■ Selection ■

╔══

No they don't. Even if they quite often have kludges and run into a lot
of problems. That's why there's interest in these features as well.

> kind of monitoring you're talking about is a niche case and an
> improved API for this niche --- which amounts to a rethought ptrace
> --- can wait for a future date, when it can be done right. Nothing in
> the model I'm advocating precludes adding an event stream API in the
> future. I don't think we should gate the ability to wait for process
> exit via pidfd on pidfds providing an entire ptrace replacement
> facility.
>
> > > There are two broad classes of programs that care about process exit
> > > status: 1) those that just want to do something and wait for it to
> > > complete, and 2) programs that want to perform detailed monitoring of
> > > processes and intervention in their state. #1 is overwhelmingly more
> > > common. The basic pidfd feature should take care of case #1 only, as
> > > wait*() in file descriptor form. I definitely don't think we should be
> > > complicating the interface and making it more error-prone (see below)
> > > for the sake of that rare program that cares about non-exit
> > > notification conditions. You're proposing a complicated combination of
> > > poll bit flags that most users (the ones who just wait to wait for
> > > processes) don't care about and that risk making the facility hard to
> > > use with existing event loops, which generally recognize readability
> > > and writability as the only properties that are worth monitoring.
> >
> > That whole pargraph is about dismissing a range of valid use-cases based on
> > assumptions such as "way more common" and
>
> It really ought not to be controversial to say that process managers
> make up a small fraction of the programs that wait for child
> processes.

Well, daemons tend to do those things do. System managers and container
managers are just an example of a whole class. Even if you just consider system
managers like openrc, systemd you have gotten yourself quite a large userbase.

>
> > even argues that service managers are special cases and therefore not
> > really worth considering. I would like to be more open to other use cases.
>
> It's not my position that service managers are "not worth considering"
> and you know that, so I'd appreciate your not attributing to me views
> hat I don't hold. I *am* saying that an event-based process-monitoring

It very much sounded like it. Calling them a "niche" case didn't help
given that they run quite a lot of workloads everywhere.

> API is out of scope and that it should be separate work: the
> overwhelmingly majority of process manipulation (say, in libraries
> wanting private helper processes, which is something I thought we all
> agreed would be beneficial to support) is waiting for exit.
>
> > > > We can't use EPOLLIN for that too otherwise you'd need to to waitid(_WNOHANG)
> > > > to check whether an exit status can be read which is not nice and then you
> > > > multiplex different meanings on the same bit.
> > > > I would prefer if the exit status can only be read from the parent which is
> > > > clean and the least complicated semantics, i.e. Linus waitid() idea.
> > >
> > > Exit status information should be *at least* as broadly available
> > > through pidfds as it is through the last field of /proc/pid/stat
> > > today, and probably more broadly. I've been saying for six months now
> > > that we need to talk about *who* should have access to exit status
> > > information. We haven't had that conversation yet. My preference is to
> >
> > > just make exit status information globally available, as FreeBSD seems
> > > to do. I think it would be broadly useful for something like pkill to
> >
> > From the pdfork() FreeBSD manpage:
> > "poll(2) and select(2) allow waiting for process state transitions;
> > currently only POLLHUP is defined, and will be raised when the process dies.

╚══

■ Written exercise ■
Copy the pidfd discussion again, starting at the words "It very much" and stopping after "waiting for exit.", and substitute "jobs" for "workloads". The records come from a different source than the text.

■ Entries ■

╔══

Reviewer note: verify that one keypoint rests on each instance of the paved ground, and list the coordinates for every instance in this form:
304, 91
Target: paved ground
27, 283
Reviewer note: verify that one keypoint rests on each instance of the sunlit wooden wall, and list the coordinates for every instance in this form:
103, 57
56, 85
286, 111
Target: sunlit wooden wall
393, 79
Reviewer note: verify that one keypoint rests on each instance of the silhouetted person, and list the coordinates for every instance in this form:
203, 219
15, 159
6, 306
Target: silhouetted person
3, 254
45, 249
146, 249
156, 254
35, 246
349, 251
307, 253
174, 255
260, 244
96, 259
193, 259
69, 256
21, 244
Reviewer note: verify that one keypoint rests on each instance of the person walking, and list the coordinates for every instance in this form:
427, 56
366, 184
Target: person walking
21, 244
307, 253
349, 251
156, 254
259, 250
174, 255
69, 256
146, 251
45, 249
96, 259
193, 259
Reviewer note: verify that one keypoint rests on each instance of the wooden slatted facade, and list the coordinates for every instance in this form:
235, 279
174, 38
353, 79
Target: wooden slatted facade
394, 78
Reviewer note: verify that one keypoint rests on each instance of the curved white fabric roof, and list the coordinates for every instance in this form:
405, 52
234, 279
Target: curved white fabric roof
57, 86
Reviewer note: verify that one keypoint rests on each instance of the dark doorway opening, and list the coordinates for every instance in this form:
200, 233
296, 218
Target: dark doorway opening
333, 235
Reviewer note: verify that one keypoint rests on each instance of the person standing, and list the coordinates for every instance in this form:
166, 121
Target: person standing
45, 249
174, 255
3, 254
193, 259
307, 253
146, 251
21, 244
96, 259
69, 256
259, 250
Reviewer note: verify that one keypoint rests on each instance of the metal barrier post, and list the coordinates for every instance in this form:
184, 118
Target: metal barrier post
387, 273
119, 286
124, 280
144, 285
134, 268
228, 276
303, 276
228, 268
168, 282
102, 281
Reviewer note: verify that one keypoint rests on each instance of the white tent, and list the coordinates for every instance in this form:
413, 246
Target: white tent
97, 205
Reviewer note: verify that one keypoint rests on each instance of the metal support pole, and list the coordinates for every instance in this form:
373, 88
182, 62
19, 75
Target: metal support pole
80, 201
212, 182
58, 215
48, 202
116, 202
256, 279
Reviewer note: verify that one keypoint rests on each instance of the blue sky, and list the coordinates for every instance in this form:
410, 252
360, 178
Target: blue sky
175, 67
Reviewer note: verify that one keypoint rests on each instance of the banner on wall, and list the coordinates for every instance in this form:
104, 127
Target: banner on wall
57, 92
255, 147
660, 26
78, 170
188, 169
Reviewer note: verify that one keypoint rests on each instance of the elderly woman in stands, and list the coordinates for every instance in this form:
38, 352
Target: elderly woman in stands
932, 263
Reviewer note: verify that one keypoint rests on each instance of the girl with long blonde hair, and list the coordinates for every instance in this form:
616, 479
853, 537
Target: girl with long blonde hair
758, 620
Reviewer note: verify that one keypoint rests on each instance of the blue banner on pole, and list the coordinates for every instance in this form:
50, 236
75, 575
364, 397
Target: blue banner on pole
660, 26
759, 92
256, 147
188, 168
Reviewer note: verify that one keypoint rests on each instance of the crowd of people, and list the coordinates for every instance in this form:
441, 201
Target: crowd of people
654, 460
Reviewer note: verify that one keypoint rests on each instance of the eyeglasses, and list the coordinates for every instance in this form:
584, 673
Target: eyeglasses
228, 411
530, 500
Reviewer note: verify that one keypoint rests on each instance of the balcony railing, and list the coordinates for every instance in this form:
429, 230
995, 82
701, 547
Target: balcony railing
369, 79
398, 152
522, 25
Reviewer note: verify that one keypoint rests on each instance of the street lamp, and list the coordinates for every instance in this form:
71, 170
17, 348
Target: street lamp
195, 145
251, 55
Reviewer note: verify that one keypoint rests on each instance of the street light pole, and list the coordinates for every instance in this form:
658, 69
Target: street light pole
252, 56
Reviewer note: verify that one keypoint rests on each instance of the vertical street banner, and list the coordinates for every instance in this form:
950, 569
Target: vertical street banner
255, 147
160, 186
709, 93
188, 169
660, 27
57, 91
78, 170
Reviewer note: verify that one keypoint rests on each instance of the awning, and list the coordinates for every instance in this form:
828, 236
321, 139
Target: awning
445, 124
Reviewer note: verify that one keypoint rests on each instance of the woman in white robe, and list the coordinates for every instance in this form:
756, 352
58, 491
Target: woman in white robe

╚══

■ The answer ■
It very much sounded like it. Calling them a "niche" case didn't help
given that they run quite a lot of jobs everywhere.

> API is out of scope and that it should be separate work: the
> overwhelmingly majority of process manipulation (say, in libraries
> wanting private helper processes, which is something I thought we all
> agreed would be beneficial to support) is waiting for exit.